(Pointing and labeling items)
= = = =

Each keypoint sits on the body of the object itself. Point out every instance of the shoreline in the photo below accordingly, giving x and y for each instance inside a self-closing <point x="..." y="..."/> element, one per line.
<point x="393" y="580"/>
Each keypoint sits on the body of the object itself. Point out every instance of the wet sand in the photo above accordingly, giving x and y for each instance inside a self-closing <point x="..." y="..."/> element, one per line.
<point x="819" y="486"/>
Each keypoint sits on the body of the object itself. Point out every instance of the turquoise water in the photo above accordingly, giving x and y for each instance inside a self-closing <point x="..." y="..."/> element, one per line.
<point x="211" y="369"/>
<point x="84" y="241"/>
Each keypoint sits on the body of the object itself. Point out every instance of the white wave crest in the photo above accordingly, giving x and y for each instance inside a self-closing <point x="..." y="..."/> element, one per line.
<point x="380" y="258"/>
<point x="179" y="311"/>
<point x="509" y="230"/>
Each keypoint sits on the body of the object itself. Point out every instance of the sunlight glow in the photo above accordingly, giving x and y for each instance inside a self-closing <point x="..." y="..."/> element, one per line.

= = = =

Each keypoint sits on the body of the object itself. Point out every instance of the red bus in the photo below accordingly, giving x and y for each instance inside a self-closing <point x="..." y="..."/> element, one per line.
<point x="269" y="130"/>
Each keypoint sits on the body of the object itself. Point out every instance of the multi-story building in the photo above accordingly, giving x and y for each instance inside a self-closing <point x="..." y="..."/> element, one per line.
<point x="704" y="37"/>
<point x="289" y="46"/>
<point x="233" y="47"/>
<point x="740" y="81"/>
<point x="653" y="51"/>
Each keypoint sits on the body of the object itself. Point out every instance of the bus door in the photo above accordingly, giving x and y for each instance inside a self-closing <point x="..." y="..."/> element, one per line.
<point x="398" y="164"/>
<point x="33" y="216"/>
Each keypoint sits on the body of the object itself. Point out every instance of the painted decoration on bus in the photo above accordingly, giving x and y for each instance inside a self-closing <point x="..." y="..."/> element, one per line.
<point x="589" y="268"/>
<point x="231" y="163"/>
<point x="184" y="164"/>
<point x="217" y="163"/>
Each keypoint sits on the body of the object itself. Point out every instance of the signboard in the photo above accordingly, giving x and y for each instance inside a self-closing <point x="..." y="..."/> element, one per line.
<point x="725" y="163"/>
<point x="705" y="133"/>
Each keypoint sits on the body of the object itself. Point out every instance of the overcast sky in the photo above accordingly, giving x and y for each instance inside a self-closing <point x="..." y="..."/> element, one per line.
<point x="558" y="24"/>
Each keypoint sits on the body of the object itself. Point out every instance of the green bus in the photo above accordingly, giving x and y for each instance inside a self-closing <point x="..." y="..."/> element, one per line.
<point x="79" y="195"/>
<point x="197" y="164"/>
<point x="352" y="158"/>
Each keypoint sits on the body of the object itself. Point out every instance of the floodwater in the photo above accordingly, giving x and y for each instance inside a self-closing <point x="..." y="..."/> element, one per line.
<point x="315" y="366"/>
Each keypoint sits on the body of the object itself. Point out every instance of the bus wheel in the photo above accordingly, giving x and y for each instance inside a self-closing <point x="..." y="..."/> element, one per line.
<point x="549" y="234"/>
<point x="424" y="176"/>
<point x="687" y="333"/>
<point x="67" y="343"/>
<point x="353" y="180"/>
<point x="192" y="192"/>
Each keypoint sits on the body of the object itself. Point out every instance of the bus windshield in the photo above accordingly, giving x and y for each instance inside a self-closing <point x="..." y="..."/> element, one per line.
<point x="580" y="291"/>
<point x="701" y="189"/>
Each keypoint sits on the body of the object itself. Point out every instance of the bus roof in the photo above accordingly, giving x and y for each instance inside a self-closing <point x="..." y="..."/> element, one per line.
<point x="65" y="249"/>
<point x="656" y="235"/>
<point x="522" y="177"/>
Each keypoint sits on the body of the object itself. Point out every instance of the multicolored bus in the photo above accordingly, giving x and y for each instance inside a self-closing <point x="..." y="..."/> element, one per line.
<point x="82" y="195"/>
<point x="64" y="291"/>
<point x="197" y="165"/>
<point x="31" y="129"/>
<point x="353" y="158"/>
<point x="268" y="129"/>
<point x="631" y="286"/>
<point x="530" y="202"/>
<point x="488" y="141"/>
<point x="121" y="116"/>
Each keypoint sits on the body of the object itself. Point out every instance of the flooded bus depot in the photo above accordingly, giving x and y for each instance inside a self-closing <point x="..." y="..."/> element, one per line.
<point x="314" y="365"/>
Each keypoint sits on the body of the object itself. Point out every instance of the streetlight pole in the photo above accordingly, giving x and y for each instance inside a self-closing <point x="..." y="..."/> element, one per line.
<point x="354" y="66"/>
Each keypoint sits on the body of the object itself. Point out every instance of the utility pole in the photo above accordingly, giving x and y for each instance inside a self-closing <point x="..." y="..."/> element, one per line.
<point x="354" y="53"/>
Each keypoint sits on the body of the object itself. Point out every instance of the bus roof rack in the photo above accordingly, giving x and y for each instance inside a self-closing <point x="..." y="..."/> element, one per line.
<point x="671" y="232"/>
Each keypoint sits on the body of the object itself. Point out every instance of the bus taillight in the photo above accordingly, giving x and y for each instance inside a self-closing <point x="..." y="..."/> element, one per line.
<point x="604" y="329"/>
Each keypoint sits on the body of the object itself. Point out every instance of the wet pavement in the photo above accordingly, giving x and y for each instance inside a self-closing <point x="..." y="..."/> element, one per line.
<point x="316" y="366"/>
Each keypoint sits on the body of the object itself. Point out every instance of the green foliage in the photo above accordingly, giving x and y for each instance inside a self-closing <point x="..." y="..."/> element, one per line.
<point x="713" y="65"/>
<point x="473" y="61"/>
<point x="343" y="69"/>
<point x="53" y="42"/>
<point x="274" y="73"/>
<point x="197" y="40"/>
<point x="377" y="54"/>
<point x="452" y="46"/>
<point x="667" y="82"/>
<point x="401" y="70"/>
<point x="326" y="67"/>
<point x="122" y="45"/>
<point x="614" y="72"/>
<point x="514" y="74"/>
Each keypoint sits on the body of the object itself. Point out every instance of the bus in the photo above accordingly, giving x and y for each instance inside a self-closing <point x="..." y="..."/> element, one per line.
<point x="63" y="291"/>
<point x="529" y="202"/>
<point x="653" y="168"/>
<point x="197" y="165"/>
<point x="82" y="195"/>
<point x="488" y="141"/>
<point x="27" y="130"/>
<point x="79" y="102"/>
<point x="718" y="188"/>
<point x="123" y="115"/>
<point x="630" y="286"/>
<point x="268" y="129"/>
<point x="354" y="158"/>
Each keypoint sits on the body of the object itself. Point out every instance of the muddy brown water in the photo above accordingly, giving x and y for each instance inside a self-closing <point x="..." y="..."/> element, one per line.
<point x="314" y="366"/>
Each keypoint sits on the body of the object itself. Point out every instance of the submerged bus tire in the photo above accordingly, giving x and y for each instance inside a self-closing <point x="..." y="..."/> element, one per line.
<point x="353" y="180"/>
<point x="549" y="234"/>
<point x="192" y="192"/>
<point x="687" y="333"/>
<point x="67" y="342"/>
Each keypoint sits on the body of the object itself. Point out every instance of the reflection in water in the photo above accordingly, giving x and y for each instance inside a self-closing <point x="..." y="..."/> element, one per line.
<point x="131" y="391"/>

= = = =

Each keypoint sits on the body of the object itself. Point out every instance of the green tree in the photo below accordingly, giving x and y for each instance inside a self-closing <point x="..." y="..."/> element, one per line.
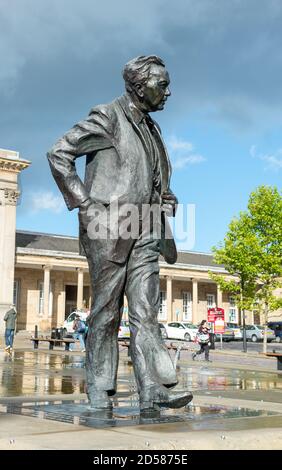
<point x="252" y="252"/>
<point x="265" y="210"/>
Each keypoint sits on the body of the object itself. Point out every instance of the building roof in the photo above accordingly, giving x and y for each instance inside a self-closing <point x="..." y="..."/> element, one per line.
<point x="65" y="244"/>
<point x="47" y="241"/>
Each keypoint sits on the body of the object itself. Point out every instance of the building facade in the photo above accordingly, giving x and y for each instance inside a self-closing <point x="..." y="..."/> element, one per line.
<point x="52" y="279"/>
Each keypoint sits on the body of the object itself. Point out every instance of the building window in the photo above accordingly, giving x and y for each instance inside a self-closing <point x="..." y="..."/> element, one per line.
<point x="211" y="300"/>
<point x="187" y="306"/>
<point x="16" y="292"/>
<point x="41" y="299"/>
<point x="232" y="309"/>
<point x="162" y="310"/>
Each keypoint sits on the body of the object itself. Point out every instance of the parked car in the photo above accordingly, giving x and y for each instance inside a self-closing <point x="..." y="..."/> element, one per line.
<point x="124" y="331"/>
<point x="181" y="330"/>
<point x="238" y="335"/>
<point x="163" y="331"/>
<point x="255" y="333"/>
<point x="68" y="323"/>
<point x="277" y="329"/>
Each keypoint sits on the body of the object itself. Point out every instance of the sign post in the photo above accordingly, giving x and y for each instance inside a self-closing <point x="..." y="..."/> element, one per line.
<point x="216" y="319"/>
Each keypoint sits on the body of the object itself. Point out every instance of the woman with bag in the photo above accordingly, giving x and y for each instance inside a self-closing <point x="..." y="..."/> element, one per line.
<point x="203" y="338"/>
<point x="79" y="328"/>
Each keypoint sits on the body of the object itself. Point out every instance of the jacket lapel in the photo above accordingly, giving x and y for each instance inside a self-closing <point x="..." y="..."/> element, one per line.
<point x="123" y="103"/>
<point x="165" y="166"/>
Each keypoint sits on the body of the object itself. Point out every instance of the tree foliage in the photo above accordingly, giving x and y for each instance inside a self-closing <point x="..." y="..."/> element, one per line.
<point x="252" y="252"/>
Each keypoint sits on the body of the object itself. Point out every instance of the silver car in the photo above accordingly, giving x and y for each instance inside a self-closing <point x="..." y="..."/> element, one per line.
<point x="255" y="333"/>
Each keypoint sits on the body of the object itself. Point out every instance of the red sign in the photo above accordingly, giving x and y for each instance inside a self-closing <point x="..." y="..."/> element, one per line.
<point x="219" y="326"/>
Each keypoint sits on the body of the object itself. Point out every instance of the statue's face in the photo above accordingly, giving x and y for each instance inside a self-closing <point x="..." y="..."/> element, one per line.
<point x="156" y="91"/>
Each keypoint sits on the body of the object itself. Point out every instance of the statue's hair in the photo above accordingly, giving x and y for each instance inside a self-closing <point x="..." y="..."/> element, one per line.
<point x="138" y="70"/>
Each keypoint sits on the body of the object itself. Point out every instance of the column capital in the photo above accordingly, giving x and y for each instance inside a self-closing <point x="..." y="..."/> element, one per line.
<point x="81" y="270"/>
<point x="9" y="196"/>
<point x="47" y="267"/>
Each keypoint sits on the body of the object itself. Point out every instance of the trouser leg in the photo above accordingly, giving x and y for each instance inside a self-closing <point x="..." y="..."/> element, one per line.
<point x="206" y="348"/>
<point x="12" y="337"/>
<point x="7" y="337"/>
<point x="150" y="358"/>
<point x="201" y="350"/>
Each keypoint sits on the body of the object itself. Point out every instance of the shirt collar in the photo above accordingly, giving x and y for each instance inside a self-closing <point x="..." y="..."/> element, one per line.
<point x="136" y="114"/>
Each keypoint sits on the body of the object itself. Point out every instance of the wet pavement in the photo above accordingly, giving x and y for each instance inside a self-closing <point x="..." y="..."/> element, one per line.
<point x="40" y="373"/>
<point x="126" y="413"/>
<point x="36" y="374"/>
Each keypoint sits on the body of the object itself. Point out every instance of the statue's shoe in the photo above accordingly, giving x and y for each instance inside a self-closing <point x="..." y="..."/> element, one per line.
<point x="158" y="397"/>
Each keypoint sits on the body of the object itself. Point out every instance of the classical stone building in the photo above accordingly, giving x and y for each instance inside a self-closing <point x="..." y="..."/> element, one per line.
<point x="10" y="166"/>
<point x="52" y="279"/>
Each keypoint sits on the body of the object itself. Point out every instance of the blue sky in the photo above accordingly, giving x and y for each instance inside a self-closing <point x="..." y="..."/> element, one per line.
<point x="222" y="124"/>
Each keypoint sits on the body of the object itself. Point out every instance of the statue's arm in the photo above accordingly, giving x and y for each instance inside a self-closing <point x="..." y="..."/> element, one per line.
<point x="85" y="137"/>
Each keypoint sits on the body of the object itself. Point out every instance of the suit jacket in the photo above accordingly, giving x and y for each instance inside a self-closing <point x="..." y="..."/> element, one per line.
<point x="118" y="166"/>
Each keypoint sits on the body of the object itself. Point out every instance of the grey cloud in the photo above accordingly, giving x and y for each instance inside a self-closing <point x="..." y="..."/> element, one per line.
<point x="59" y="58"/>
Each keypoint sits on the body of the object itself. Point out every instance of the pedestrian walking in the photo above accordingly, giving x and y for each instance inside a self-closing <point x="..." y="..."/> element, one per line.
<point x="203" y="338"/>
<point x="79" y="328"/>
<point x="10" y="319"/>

= = = =

## PROBLEM TO SOLVE
Pick out and copy each line of the items above that contains the word "pole", matching case.

## RESPONSE FOR THIS EXERCISE
Each keypoint sits on the body of the object itself. Point out every instance of the streetlight pole in the photo above accordingly, giving x and y for each instance inside a self-closing <point x="..." y="..."/> element, one per line.
Each keypoint sits on the body of the object itself. Point out every instance of the utility pole in the photo above accordingly, giving x and y for each instance inside a self-closing <point x="..." y="..."/> element, one per line.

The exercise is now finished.